** Start Text passage **
Like the prior two sessions, the broad market once again traded in a tight and narrow sideways range throughout most of the day. Each of the major indices were poised for slightly lower closing prices, but buying interest after comments from the late afternoon FOMC meeting lifted the indices to a mixed close. The Nasdaq Composite gained another 0.2% yesterday, giving the index its eighth consecutive day of gains for the first time since December of 1999! The Dow Jones Industrial Average conversely closed lower by 0.2%. The S&P 500 Index gained less than 0.1%. The mixed market performance was confirmed by mixed market internals as well. Advancing volume continued to outpace declining volume in the Nasdaq, but it was the opposite picture in the NYSE. As we have been saying for the past two weeks, the tech and biotech-related sectors of the Nasdaq are clearly among the safer places to be if you’re currently long the market.
Total volume in the Nasdaq rose by 3%, while volume in the NYSE market came in only 1% above the previous day’s level. Since the Nasdaq closed higher and on higher volume, yesterday was another bullish “accumulation day” for the Nasdaq. However, the same could not be said of the S&P 500 because the index closed flat and on volume that was nearly the same as the prior day. Although the S&P has moved higher in three of the past four sessions, volume has come in below average levels for each of the past four days. Interestingly, the past two days’ volume in the NYSE have been the two lightest volume days of the year. While lighter volume would be bullish if the S&P and Dow had been correcting during the past several days, it’s not exactly what we want to see when both indices are continuing to register gains. Gains that occur on lighter than average volume can be easily erased with one day of institutional selling.
On the surface, the overall price action of the broad market during the past three days may seem boring or inconsequential, but a closer look at what has been happening reveals a different paradigm. Throughout the months of March and April, the broad market was in a clearly defined downtrend. As we often see in weak markets, nearly every rally attempt was quickly followed by one or two days of higher volume institutional selling (aka “distribution”). However, that scenario has changed this month.
** End Text passage **
** Start Records provided **
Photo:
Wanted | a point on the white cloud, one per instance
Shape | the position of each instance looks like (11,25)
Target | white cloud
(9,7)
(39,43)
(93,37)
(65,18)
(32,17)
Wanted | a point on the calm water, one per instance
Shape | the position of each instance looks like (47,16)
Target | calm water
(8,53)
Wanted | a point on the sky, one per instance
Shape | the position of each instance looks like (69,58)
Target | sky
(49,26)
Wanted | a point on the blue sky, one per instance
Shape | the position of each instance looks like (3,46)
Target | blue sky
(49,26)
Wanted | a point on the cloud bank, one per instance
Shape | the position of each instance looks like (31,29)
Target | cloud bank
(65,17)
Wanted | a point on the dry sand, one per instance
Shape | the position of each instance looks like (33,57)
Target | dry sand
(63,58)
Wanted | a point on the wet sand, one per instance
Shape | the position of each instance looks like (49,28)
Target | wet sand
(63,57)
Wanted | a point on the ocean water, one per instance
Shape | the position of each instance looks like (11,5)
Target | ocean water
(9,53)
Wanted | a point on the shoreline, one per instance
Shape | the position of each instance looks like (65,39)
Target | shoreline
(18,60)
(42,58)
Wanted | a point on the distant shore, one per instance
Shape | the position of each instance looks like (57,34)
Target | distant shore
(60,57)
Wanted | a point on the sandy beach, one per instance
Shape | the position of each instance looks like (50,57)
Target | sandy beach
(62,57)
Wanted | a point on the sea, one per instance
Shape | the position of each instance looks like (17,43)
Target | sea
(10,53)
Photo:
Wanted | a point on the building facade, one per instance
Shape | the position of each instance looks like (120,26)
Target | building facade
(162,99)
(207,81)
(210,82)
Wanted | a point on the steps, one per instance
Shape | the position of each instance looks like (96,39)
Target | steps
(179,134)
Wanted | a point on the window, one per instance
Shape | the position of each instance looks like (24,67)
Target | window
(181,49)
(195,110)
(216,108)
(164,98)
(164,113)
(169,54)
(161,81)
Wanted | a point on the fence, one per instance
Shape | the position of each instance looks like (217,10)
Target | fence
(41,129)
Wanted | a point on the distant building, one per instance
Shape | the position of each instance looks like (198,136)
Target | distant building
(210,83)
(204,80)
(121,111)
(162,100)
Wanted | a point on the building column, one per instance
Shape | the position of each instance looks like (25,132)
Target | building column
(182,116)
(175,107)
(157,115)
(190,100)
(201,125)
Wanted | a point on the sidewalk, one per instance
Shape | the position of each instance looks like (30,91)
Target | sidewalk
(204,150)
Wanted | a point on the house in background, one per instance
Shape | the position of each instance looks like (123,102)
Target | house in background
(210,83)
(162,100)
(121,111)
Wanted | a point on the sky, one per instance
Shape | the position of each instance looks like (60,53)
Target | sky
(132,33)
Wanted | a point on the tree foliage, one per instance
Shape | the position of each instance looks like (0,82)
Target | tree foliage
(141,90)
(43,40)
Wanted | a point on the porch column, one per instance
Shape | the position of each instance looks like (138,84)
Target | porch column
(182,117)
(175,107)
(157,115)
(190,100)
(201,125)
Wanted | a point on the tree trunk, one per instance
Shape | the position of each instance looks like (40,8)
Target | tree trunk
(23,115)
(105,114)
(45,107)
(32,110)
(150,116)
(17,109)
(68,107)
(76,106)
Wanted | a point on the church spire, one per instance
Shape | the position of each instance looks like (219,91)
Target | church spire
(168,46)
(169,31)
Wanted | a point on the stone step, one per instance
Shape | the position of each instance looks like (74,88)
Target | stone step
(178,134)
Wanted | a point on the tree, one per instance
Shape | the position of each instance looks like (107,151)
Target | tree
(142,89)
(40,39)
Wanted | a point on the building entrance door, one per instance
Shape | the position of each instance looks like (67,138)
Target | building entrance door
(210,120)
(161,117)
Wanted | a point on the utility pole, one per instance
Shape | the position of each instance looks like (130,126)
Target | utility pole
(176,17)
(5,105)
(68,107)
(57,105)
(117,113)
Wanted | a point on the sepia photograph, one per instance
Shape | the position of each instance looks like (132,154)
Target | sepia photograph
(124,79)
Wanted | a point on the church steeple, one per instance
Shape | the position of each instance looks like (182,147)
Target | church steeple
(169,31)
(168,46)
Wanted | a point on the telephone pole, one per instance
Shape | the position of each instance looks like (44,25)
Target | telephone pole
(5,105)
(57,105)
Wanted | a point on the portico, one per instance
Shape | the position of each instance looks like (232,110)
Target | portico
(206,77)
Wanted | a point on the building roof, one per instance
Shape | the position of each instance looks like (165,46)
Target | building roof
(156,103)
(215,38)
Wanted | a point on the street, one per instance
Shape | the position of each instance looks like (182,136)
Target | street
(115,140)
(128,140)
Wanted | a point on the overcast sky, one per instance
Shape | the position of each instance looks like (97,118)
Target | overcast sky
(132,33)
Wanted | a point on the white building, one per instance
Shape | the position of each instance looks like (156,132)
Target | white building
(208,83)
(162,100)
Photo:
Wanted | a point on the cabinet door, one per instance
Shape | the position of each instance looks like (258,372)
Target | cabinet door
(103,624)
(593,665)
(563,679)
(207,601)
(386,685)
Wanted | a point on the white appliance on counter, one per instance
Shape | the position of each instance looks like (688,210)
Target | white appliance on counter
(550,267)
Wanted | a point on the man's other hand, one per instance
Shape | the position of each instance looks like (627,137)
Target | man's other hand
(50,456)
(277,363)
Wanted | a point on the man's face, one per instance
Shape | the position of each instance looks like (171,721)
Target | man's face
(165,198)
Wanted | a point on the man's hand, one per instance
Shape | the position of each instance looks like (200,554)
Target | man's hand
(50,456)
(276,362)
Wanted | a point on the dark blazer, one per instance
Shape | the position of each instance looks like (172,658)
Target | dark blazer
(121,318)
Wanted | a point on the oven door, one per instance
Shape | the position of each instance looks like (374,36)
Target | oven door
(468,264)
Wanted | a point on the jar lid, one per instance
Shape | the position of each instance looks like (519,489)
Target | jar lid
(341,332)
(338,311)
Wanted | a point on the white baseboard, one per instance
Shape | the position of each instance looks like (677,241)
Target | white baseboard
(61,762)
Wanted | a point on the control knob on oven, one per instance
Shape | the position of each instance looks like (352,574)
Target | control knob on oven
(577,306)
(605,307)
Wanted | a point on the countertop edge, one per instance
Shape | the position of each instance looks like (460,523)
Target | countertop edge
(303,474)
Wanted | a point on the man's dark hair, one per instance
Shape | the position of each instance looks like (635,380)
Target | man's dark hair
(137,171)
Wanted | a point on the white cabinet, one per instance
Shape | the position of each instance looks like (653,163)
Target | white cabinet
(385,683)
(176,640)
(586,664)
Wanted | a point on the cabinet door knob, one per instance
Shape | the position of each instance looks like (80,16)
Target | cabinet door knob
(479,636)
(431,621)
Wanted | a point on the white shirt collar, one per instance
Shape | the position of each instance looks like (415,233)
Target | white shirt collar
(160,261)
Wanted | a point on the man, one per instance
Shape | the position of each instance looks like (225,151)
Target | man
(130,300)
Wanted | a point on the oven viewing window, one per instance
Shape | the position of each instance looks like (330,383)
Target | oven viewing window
** End Records provided **
According to the market commentary, the Nasdaq Composite's gain gave it a streak not seen since when? The listing is separate material, unrelated to the text.

Since December of 1999, with the gain marking its eighth consecutive day of gains.